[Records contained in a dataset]
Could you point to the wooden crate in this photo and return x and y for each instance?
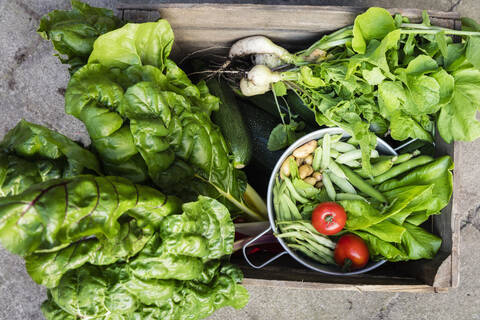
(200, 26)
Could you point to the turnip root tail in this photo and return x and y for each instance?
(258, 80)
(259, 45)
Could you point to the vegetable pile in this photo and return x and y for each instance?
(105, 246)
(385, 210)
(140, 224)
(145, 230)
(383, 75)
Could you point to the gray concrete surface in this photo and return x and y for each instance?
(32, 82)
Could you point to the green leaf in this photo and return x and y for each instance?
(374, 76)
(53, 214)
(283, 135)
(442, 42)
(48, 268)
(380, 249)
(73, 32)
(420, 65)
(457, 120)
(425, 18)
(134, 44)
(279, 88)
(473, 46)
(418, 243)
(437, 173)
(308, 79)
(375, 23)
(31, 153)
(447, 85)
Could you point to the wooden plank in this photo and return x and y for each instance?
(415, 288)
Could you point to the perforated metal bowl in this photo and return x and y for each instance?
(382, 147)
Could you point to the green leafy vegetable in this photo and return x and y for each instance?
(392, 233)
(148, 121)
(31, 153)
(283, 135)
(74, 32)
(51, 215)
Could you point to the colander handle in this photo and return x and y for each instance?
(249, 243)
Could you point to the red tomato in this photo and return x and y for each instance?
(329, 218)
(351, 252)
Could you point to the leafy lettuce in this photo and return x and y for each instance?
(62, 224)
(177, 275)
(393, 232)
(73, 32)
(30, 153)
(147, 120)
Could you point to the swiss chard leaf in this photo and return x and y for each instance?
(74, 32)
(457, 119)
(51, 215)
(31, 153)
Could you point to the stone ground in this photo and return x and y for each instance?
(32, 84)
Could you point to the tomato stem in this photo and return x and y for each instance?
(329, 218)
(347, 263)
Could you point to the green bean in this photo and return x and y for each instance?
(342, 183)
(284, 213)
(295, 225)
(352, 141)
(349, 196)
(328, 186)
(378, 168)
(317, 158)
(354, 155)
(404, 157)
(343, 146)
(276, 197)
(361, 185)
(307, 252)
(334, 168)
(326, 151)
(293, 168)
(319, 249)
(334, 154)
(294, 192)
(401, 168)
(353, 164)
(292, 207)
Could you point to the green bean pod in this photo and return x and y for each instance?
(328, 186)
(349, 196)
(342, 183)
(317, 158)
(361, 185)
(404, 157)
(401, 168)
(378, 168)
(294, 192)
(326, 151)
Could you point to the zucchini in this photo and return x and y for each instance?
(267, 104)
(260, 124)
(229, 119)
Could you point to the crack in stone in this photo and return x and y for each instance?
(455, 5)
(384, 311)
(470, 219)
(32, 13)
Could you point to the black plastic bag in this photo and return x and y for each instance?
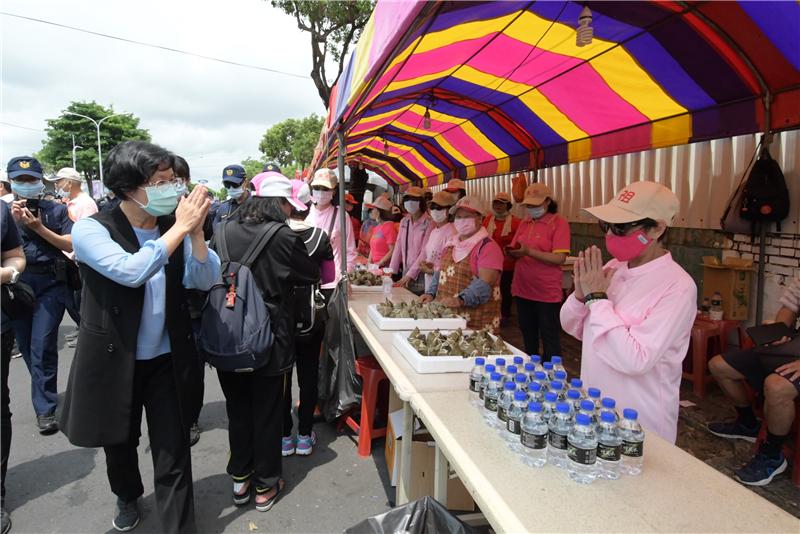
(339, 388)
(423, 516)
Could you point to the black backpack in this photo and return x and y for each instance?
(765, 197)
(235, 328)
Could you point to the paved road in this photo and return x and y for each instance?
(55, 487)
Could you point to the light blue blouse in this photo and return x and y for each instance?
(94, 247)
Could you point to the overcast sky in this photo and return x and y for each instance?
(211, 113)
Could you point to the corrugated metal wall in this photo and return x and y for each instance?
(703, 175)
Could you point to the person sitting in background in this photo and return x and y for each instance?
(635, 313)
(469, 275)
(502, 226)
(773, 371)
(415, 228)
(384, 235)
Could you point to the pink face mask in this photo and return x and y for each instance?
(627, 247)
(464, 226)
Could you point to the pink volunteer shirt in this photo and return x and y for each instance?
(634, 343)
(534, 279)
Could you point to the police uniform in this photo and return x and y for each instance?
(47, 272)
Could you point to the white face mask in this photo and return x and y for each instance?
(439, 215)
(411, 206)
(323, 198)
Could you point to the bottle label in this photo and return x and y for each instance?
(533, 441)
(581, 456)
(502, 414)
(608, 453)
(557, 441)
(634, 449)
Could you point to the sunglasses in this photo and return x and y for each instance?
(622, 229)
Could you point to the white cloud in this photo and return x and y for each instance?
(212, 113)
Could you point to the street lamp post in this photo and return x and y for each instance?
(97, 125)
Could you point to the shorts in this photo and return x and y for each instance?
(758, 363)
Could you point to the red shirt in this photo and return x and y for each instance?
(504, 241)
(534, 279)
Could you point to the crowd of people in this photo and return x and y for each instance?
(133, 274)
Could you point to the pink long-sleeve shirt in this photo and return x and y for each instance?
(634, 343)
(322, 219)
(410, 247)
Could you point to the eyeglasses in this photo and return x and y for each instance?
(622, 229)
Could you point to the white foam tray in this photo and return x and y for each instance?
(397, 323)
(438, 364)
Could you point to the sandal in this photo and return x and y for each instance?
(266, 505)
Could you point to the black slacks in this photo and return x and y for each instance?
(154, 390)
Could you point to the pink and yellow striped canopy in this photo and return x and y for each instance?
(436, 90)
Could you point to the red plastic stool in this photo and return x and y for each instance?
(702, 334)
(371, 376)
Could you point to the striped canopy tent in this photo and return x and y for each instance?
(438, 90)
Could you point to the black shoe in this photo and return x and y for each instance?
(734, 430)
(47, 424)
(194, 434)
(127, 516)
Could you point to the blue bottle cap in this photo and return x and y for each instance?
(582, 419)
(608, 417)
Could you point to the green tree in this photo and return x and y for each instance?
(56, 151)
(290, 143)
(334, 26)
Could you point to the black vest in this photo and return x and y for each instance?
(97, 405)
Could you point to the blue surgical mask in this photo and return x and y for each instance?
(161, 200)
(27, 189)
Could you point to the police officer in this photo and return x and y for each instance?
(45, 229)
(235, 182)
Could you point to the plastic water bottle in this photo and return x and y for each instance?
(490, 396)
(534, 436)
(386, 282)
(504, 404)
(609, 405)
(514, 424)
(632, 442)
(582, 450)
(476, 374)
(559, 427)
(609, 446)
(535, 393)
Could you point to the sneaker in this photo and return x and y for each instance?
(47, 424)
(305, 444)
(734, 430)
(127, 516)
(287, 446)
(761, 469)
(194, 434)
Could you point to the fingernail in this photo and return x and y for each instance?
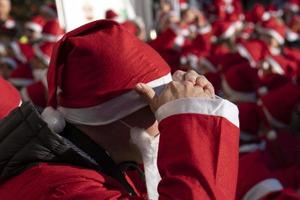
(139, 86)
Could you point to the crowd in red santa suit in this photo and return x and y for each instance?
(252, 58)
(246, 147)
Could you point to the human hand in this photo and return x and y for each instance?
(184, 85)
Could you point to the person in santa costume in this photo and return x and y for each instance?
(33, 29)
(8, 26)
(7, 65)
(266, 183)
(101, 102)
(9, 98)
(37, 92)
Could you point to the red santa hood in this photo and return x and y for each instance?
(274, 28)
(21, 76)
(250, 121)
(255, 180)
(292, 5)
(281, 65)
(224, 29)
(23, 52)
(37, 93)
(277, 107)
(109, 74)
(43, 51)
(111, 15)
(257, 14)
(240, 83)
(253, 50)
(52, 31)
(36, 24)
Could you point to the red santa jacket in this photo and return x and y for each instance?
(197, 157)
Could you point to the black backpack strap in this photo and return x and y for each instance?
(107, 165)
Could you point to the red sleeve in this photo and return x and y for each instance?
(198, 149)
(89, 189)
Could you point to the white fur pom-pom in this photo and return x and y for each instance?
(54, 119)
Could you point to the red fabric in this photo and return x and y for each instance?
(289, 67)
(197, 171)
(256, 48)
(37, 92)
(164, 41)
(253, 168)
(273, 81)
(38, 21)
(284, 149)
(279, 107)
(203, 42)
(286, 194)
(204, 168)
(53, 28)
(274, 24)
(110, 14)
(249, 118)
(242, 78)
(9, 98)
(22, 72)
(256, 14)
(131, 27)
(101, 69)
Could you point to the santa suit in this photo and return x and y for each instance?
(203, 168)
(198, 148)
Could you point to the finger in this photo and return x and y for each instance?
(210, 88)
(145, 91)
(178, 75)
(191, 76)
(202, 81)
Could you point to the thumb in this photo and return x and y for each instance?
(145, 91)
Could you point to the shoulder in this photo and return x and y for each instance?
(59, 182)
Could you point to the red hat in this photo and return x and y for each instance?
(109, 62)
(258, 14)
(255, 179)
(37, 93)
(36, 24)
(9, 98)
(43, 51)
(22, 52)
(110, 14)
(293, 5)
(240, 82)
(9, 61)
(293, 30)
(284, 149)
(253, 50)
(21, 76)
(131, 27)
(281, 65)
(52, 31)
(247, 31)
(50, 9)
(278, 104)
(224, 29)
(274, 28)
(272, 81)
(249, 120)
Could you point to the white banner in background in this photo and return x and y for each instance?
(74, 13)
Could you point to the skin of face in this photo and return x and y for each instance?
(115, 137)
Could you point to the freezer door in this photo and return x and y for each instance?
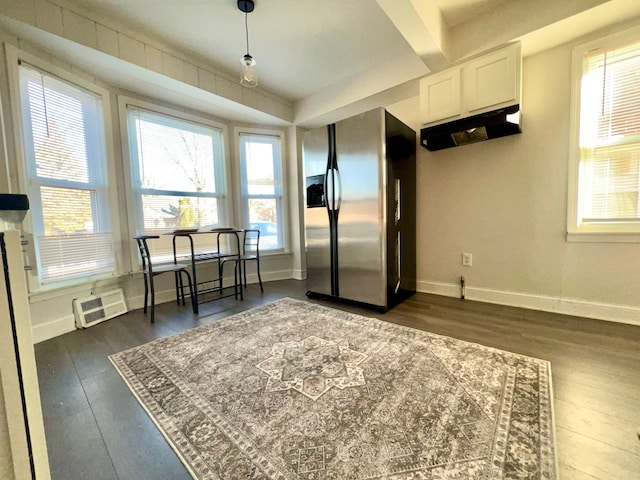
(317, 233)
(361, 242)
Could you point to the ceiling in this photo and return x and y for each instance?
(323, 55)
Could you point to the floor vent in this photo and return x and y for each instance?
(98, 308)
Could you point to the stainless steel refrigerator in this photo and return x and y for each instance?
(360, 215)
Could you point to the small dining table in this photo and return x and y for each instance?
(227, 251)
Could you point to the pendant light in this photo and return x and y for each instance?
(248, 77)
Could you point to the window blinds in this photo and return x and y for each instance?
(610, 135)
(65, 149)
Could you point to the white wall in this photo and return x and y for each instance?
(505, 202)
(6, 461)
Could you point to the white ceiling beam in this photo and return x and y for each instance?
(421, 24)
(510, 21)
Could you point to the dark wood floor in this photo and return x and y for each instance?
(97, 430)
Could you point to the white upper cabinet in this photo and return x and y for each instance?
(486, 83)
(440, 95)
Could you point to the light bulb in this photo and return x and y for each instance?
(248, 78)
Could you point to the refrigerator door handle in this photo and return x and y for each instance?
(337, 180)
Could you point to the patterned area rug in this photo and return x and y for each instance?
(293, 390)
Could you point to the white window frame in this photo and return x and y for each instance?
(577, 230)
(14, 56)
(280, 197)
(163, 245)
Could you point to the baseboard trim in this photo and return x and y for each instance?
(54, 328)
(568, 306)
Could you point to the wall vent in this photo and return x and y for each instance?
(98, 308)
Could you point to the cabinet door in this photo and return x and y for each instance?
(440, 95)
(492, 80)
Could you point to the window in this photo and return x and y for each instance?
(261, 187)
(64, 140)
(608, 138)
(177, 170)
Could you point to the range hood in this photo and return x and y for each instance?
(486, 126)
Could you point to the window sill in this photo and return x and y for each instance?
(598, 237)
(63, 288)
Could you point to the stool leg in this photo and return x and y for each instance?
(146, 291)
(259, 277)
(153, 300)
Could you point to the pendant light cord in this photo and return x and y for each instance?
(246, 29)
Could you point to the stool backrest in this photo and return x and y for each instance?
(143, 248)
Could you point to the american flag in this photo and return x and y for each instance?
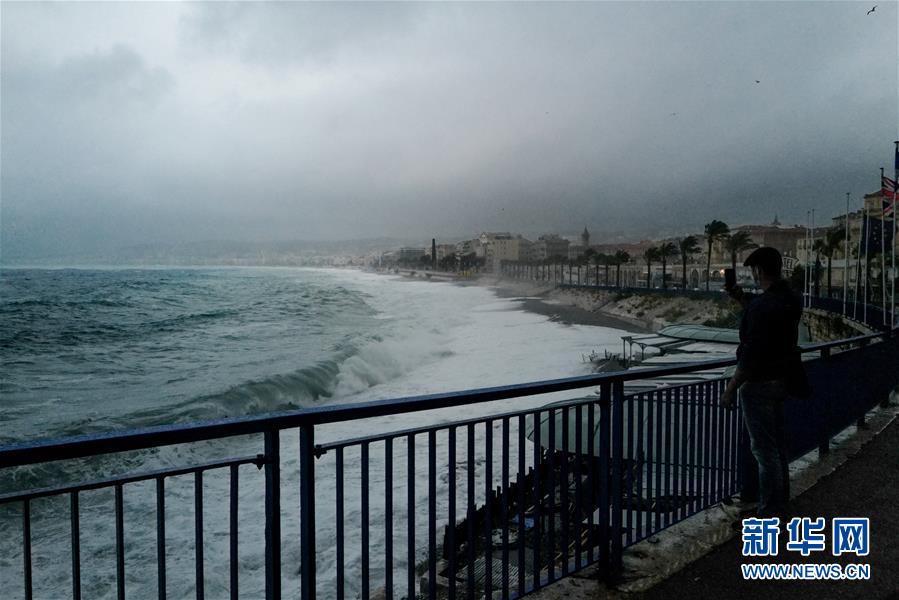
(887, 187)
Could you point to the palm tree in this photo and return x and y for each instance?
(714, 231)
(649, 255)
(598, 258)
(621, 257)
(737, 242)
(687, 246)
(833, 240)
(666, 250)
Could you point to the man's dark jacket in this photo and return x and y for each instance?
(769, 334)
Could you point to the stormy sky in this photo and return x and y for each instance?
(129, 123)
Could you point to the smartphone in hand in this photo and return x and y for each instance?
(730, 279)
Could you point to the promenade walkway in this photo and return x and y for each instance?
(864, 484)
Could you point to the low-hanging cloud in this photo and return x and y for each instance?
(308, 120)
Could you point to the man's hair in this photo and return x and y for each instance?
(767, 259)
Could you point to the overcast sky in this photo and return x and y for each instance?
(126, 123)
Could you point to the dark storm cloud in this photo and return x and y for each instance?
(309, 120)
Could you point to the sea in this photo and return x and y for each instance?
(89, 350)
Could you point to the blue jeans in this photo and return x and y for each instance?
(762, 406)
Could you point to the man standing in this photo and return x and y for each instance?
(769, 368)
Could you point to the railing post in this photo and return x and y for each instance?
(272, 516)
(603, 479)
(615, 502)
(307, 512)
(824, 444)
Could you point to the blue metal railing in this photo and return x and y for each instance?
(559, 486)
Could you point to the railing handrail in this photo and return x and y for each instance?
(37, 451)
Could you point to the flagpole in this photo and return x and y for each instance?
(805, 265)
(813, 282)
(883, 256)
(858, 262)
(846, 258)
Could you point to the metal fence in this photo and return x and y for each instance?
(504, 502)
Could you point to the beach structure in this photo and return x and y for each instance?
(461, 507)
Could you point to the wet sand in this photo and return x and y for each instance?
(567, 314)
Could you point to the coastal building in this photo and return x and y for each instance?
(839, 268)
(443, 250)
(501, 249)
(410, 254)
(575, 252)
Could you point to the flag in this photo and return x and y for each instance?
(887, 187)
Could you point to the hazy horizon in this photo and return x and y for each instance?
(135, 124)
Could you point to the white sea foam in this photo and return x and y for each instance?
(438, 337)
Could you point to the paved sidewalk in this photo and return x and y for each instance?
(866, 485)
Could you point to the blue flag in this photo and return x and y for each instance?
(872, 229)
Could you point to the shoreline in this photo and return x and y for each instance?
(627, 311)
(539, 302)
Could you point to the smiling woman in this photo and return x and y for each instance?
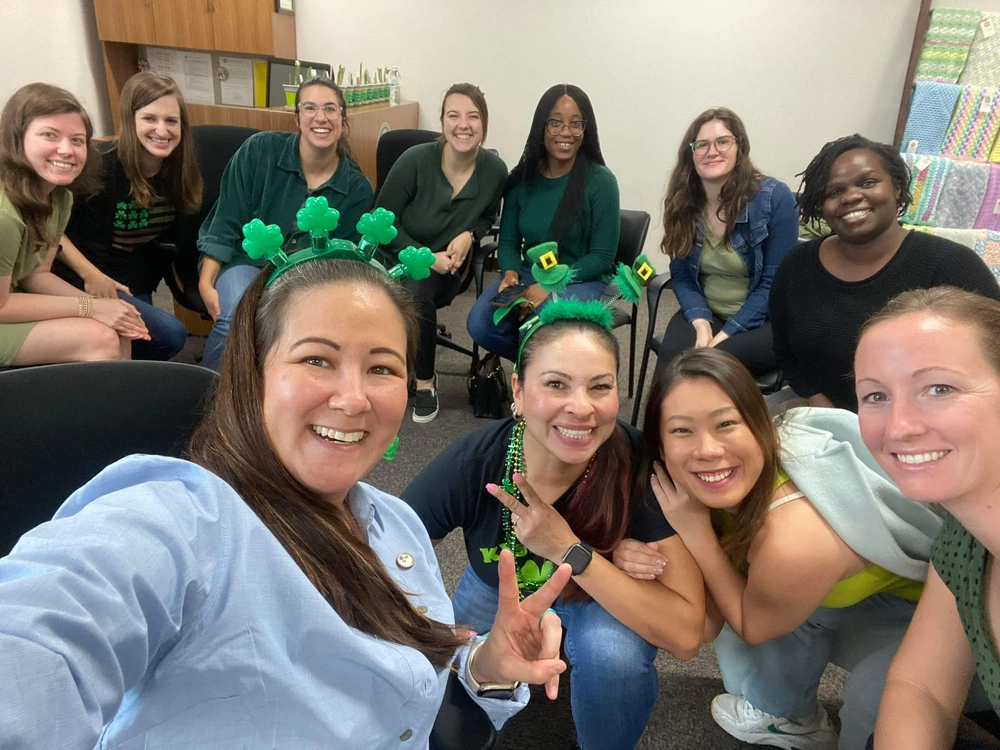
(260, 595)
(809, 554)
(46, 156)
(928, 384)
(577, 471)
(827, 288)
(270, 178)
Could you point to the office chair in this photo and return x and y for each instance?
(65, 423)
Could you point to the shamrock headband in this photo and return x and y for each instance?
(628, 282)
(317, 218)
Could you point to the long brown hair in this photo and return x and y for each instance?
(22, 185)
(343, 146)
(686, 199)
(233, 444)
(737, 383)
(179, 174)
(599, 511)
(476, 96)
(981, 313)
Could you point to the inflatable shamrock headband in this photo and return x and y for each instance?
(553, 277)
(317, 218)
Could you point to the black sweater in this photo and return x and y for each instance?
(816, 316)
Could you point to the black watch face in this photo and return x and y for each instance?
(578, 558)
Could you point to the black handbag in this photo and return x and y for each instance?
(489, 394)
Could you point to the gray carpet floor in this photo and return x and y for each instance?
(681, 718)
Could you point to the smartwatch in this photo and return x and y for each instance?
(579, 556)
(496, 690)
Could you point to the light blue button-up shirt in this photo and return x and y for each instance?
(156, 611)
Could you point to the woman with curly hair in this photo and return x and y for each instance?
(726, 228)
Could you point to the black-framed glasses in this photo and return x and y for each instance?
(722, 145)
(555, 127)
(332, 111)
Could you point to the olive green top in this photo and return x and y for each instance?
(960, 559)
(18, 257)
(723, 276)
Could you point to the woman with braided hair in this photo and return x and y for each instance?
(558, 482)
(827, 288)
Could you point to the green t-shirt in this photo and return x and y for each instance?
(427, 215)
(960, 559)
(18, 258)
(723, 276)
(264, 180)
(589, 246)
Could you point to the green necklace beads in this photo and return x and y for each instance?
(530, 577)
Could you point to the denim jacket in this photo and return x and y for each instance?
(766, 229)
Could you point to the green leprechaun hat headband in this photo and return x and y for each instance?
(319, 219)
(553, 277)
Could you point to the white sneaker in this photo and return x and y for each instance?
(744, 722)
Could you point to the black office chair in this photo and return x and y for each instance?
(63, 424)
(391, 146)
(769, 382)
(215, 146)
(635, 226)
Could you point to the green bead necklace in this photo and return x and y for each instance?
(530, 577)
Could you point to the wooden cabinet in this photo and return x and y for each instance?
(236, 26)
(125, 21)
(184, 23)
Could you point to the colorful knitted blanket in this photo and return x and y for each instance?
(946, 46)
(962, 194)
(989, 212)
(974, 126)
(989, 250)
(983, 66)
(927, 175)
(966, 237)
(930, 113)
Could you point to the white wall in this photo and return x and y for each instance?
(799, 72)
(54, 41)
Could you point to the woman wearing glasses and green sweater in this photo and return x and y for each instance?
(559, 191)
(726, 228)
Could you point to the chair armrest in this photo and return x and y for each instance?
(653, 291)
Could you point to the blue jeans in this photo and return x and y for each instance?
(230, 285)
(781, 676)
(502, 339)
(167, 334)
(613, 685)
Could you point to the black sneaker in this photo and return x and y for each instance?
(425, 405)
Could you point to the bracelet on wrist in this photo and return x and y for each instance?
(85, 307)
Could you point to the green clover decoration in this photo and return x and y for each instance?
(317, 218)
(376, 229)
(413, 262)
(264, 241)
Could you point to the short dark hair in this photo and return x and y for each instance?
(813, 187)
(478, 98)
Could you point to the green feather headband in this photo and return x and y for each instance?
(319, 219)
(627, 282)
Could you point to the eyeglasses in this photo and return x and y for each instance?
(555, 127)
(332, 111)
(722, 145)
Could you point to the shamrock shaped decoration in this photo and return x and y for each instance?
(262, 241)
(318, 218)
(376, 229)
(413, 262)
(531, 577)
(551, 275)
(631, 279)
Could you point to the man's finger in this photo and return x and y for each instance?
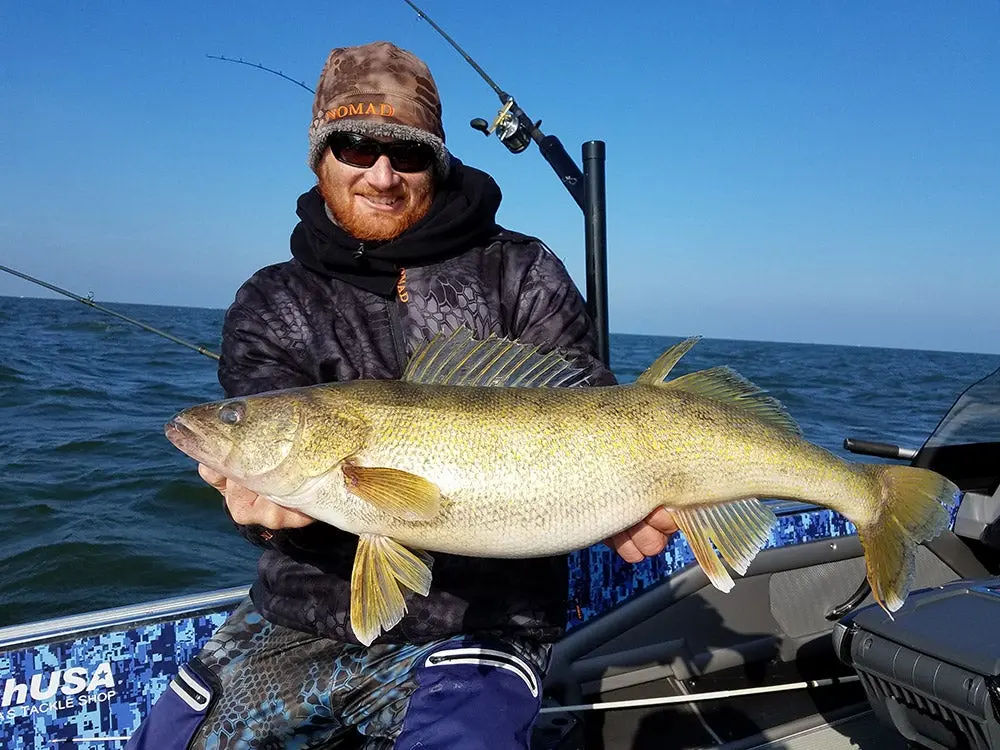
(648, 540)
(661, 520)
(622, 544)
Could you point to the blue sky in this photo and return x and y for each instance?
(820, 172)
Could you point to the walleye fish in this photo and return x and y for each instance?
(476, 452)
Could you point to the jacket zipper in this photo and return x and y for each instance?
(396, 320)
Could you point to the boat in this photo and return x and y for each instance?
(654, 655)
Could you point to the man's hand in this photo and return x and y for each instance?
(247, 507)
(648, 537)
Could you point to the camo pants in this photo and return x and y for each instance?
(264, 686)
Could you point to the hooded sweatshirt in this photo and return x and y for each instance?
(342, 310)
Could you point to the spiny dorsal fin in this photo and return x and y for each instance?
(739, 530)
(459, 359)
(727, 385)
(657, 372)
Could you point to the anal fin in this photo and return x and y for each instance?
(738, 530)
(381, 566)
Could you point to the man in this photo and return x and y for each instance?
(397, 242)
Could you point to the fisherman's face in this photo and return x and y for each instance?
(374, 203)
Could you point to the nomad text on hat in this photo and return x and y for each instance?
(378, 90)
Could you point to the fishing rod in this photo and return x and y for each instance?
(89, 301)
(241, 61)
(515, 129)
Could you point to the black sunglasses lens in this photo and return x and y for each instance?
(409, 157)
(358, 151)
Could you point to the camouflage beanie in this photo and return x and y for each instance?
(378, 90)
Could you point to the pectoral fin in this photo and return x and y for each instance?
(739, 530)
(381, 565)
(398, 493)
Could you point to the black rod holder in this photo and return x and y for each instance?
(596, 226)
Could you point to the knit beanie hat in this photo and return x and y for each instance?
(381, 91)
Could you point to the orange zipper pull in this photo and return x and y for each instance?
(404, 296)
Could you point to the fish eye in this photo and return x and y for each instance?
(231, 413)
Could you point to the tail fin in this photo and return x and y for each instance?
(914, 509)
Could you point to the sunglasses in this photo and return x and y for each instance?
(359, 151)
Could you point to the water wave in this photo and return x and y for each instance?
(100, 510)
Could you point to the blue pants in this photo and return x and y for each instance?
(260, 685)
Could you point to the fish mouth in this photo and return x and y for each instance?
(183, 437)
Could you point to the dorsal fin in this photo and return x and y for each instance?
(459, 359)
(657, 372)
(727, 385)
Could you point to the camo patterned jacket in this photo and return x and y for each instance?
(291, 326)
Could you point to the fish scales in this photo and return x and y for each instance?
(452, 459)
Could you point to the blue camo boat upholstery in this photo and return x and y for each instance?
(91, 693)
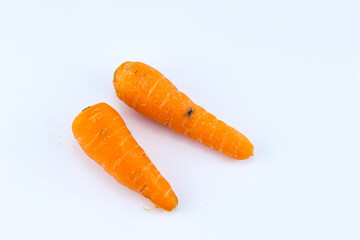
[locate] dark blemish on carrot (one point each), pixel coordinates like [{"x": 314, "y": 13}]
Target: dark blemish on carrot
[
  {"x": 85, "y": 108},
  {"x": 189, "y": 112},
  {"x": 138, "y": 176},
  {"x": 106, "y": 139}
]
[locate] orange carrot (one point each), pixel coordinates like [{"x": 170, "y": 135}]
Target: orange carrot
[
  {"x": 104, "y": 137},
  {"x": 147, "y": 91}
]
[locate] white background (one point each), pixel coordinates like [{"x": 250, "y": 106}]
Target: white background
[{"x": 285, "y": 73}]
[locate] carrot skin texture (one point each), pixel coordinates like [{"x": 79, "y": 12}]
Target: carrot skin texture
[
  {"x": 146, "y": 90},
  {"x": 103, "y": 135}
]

* _EXERCISE REQUIREMENTS_
Make a list of all lines in the data that contain "locate".

* _ANSWER SPACE_
[locate] dark blemish on carrot (one point each), pixel coordinates like [{"x": 314, "y": 13}]
[locate] orange carrot (one point each), pixel coordinates like [{"x": 170, "y": 135}]
[locate] white background (one point each), pixel coordinates like [{"x": 250, "y": 106}]
[locate] carrot skin texture (one point each), pixel coordinates like [{"x": 79, "y": 12}]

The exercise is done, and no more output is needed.